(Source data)
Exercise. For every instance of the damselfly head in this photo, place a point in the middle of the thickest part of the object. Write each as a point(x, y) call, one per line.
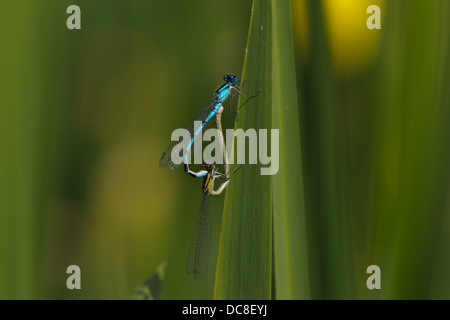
point(208, 166)
point(230, 78)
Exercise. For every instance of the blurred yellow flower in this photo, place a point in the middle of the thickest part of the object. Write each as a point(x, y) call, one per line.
point(353, 46)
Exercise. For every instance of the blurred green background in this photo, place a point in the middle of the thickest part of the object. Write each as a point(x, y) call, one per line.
point(85, 115)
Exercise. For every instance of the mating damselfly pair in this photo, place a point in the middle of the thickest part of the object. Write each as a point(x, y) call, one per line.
point(198, 258)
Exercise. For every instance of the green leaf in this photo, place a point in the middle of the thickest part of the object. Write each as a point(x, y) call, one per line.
point(290, 250)
point(244, 268)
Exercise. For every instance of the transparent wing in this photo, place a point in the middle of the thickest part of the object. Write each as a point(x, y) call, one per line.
point(166, 157)
point(198, 257)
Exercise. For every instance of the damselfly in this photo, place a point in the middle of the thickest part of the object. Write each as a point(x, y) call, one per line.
point(198, 258)
point(215, 107)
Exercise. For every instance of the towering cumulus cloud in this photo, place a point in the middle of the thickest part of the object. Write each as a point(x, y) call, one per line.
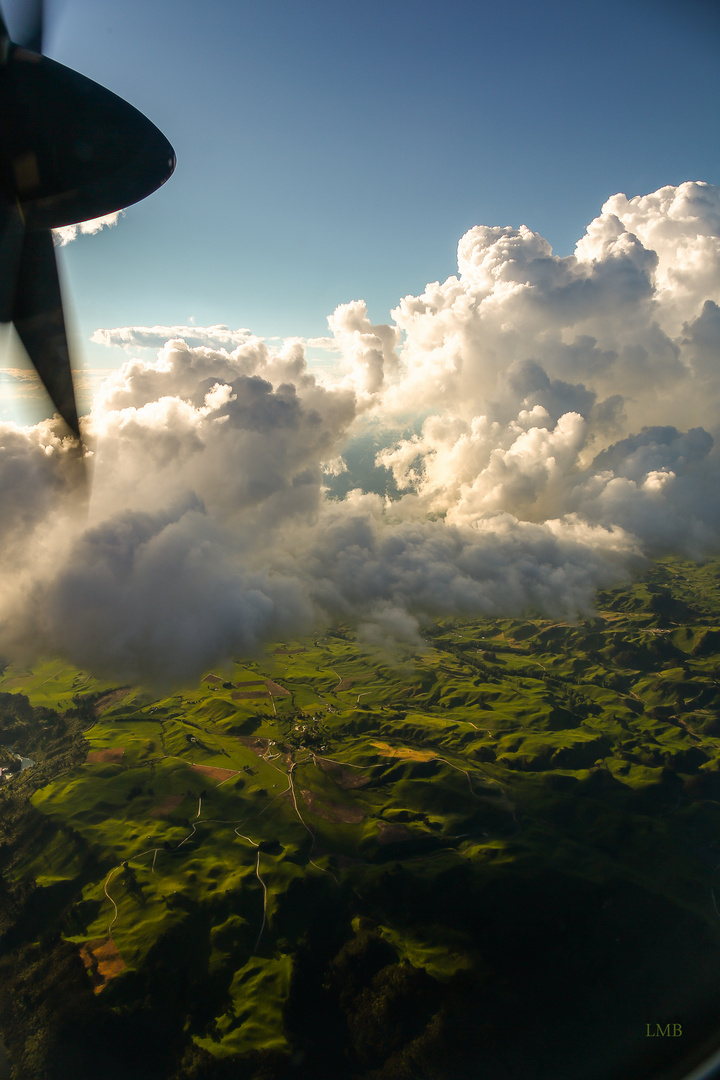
point(541, 424)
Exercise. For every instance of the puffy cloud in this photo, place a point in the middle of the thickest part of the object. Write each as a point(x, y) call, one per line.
point(69, 232)
point(154, 337)
point(519, 435)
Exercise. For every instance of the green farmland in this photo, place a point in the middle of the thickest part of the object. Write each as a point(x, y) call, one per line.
point(493, 856)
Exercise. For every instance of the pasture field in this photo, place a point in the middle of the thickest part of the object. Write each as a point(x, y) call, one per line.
point(328, 861)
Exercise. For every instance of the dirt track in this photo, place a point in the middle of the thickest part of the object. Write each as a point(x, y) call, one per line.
point(113, 754)
point(211, 770)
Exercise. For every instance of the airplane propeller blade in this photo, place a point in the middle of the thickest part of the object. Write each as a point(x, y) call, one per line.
point(40, 323)
point(69, 150)
point(30, 22)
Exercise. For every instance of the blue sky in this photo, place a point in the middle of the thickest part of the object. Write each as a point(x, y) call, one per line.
point(330, 151)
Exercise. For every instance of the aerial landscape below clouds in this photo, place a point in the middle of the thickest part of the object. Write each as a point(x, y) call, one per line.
point(543, 426)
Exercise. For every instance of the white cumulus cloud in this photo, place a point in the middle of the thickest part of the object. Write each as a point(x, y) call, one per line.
point(517, 436)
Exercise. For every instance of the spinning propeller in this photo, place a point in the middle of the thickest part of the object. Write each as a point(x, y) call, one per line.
point(69, 150)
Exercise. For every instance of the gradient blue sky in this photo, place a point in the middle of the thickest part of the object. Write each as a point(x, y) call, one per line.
point(330, 150)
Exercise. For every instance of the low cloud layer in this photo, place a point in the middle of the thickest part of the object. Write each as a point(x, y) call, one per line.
point(540, 427)
point(69, 232)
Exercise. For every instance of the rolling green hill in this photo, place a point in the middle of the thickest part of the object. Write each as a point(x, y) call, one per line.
point(494, 856)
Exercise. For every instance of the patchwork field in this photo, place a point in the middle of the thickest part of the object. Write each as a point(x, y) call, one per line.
point(493, 855)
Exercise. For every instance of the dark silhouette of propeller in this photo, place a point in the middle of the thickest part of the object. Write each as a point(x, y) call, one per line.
point(70, 150)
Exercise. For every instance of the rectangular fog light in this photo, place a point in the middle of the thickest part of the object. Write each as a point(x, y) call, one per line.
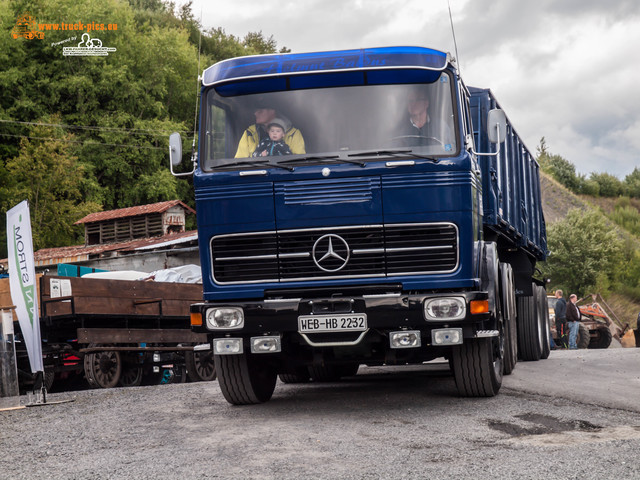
point(266, 344)
point(227, 346)
point(447, 336)
point(405, 339)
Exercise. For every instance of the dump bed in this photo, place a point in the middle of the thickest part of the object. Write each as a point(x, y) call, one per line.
point(511, 193)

Description of the task:
Leave the pictures out. Extract exactly the lines running from the one with "Exercise. For every instance of the dark" through the last entry, both ends included.

Reply:
Exercise. For every instance of the dark silhouette of propeller in this photo, place a point in the middle of the thickest part of the object. Write each as a point(x, y) call, one per line.
point(70, 150)
Exercise. For every instance of the rectangular fog light in this photo, place a point in the middle of the thickest part of the object. Write each as a point(x, y) call, one per line.
point(266, 344)
point(227, 346)
point(447, 336)
point(405, 339)
Exercise. For every instance of the dump bed in this photo, place a point in the middle of the thickest part of the object. Write each as a point(x, y) call, one per line.
point(511, 193)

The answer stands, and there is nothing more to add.